■ What to do ■
A: From the article on kitchen towels below, list the kitchen items that people dry with towels after hand-washing.
B: Continue the article on kitchen towels below, starting after its last sentence.

----- Selected passage -----

Your kitchen towels could be incredibly disgusting

Attention! You might not realize it, but your dish towels are most likely dirtier than you will ever realize. In a study by Food Protection Trends, the majority of towels tested positive for coliform bacteria. That’s right. About 89 percent of those towels carried coliform bacteria and 25 percent of the batch proved to have E. coli.

Apparently when we’re using and re-using kitchen towels on pots, pans, dishes and glassware to accelerate drying them off after hand-washing, we’re introducing a lot of bacteria.
I’m not sure about you, but does it seem that those of us who operate in kitchens cannot win? Here we’re all trying to do the right thing by cleaning what we use in our eating areas. What’s the answer? Researchers with Food Protection Trends recommend frequent replacement of towels or, “decontamination of kitchen towels.”

What exactly is “decontamination of kitchen towels?” The answer is to soak your towels in bleach for two minutes to kill as much bacteria as possible. Yes, soak those towels in bleach because conventional detergent washing doesn’t do the trick.  The Food Protection folks say that microbial contamination returned to the towels within 24 hours.

----- Extracted material -----

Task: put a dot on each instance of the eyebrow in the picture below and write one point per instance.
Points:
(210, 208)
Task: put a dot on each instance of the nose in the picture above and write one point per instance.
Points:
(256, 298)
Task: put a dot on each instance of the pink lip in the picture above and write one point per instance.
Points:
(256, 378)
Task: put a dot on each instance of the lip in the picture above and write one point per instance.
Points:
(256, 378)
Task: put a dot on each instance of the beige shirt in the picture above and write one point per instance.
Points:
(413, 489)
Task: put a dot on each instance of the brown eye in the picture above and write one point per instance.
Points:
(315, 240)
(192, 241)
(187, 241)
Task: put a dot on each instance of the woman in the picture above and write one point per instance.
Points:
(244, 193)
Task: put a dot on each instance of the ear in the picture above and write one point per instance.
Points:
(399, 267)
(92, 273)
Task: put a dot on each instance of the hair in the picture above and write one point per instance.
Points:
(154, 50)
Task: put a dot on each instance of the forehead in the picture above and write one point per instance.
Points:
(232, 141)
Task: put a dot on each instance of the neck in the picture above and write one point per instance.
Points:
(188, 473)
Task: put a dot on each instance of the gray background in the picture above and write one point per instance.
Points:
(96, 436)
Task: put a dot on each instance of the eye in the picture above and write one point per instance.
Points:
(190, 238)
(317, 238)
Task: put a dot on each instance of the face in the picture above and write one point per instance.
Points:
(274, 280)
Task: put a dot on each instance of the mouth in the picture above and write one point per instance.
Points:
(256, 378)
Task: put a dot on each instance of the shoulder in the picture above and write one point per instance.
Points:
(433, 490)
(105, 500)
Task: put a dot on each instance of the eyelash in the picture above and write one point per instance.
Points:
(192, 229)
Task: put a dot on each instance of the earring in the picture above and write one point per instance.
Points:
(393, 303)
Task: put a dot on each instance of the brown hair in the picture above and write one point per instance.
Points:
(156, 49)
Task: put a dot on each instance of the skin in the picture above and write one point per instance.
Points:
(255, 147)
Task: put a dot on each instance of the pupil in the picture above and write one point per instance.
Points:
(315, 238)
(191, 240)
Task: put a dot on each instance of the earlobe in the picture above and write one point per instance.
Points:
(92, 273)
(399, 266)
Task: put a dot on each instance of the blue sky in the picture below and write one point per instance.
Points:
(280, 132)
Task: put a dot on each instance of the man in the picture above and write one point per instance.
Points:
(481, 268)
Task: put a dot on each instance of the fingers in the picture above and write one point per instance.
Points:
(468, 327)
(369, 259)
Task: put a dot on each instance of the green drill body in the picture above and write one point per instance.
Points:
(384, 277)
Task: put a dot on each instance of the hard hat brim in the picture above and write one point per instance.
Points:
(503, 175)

-----
----- Extracted material -----

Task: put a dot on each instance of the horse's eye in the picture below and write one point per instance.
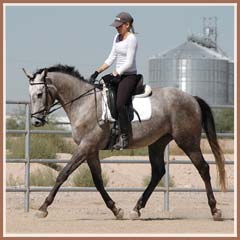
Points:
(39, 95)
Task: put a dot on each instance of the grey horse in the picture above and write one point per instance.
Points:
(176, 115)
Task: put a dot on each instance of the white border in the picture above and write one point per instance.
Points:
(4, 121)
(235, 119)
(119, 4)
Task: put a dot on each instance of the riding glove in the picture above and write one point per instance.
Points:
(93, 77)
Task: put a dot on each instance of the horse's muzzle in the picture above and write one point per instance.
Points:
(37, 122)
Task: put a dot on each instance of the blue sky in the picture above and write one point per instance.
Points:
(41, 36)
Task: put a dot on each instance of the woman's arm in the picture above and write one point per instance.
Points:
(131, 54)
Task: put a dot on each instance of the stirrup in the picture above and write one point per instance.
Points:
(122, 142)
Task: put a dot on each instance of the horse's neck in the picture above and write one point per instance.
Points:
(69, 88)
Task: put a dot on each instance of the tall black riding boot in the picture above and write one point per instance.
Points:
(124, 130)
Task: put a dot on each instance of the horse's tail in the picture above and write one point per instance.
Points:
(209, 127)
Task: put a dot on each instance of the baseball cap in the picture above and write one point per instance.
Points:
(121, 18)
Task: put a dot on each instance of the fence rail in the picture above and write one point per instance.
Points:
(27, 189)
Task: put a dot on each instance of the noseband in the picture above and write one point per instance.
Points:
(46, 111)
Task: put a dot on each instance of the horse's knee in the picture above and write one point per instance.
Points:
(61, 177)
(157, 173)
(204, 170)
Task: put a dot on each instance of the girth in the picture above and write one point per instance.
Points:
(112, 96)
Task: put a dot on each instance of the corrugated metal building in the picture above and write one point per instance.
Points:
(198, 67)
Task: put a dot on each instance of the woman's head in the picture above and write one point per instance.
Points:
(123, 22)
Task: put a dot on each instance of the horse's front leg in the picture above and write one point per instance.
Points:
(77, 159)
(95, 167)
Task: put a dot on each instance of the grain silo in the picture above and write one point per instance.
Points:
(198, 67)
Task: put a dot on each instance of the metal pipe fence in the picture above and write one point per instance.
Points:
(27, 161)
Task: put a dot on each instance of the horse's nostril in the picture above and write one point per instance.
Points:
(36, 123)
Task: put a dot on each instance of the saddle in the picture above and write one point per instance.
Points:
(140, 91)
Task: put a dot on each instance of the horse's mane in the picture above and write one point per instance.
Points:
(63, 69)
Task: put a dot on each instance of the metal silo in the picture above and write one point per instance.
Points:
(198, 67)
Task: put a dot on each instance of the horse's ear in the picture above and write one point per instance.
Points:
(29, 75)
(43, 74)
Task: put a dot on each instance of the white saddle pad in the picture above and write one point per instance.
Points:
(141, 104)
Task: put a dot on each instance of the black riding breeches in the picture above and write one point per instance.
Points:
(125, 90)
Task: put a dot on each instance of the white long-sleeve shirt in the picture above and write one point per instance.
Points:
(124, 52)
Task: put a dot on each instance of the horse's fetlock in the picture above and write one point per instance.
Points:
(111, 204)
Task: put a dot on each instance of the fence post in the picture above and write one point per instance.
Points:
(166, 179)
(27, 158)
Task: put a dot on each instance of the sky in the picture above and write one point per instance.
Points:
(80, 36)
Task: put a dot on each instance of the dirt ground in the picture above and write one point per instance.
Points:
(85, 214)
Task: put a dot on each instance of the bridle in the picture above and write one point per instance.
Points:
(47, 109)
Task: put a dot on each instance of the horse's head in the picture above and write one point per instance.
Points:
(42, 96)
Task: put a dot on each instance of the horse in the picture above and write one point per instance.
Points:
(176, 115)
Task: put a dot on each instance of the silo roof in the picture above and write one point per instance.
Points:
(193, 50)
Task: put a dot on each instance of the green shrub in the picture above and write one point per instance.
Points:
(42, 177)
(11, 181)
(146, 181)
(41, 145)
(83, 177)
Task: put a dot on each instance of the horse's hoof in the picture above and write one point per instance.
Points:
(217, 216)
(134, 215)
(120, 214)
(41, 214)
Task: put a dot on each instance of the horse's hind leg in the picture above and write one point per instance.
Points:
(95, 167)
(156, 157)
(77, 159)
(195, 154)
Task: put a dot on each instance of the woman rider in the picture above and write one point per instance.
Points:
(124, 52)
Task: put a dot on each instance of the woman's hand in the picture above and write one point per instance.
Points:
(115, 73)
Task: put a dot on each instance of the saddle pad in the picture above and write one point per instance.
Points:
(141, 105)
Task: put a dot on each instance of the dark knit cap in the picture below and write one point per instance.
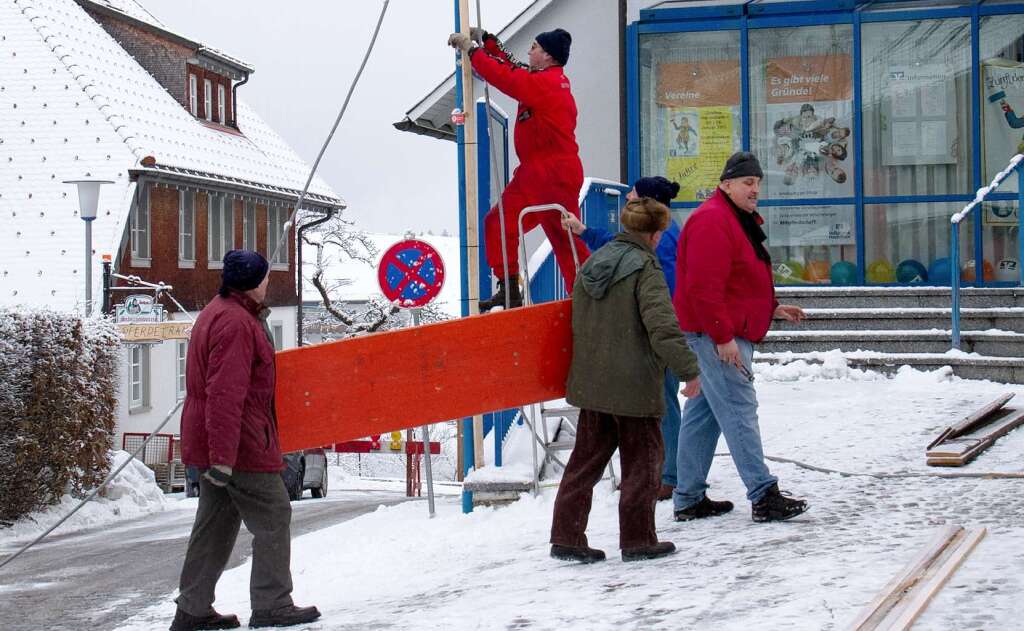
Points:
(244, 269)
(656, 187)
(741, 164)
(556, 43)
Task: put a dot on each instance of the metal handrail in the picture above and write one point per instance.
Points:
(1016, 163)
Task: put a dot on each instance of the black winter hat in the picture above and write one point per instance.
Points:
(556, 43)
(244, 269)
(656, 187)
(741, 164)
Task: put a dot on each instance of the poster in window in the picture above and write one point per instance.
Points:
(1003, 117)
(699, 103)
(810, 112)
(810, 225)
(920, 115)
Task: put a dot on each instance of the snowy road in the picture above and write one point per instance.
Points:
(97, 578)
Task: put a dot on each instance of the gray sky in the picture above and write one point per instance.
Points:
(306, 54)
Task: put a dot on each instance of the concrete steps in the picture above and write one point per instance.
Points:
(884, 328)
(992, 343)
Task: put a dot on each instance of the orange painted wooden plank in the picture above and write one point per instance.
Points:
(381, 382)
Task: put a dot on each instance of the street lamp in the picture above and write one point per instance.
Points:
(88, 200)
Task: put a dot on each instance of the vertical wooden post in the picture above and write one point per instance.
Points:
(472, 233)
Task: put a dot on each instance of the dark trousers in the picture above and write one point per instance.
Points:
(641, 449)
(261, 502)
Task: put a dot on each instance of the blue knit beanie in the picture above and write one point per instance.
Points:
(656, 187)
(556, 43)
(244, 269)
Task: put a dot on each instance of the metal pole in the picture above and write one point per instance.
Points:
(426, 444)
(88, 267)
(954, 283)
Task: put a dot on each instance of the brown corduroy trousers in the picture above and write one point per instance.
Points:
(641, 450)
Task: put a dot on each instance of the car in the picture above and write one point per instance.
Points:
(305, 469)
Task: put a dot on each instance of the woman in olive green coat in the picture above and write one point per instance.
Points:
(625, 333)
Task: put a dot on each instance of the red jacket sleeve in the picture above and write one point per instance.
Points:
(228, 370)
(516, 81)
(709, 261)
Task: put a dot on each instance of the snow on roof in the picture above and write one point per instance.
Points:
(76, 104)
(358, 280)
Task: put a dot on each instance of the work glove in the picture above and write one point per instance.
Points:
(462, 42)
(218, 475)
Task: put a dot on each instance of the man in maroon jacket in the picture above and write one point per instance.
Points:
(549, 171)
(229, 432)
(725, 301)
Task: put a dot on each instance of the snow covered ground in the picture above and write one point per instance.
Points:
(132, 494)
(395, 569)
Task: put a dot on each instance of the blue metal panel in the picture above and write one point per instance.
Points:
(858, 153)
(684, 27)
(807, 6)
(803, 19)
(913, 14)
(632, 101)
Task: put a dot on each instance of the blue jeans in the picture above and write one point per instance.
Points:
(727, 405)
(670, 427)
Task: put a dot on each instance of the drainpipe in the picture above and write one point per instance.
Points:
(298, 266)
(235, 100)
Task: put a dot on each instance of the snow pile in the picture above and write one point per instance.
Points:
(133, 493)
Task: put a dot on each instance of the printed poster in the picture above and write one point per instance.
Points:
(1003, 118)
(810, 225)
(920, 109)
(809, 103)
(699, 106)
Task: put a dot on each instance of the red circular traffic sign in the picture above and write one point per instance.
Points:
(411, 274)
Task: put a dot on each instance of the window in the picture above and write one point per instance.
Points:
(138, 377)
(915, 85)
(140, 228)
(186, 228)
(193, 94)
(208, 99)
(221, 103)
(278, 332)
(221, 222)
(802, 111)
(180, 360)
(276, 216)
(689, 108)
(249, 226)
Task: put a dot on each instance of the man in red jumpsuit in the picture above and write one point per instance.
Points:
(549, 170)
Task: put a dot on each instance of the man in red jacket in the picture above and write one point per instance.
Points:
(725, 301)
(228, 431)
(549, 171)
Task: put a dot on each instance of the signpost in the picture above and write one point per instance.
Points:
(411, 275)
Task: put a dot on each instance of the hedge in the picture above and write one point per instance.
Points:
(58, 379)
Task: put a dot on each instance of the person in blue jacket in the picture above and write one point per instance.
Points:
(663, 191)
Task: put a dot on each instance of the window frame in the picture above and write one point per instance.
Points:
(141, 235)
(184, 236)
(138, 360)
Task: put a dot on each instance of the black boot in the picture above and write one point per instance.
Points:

-----

■ Solved problems ■
A: pots, pans, dishes, glassware

B:
So, should you dip those towels in pure bleach? The people at Clorox recommend creating a diluted solution for this task. Actually, you should always dilute your bleach. Use two teaspoons of bleach for each gallon of water.

I looked into other towel-handling suggestions. According to the “SheKnows” website, don’t use the same towel to dry dishes and hands; do not wipe up kitchen counter-tops, sink or where there was meat resting.

Other sites say ditch the kitchen towel and use paper towels for the majority of wiping up or drying jobs – only use traditional kitchen towels exclusively to dry off the dishes, pots, pans and utensils.
Beyond your kitchen, those bath towels harbor bacteria as well. Even worse, you could be using bacteria-laden towels to dry your face. You ought to wash those towels after three uses and replace your fabric softener in that load with vinegar, according to the folks over at the University of Arizona.


So, happy towel decontamination!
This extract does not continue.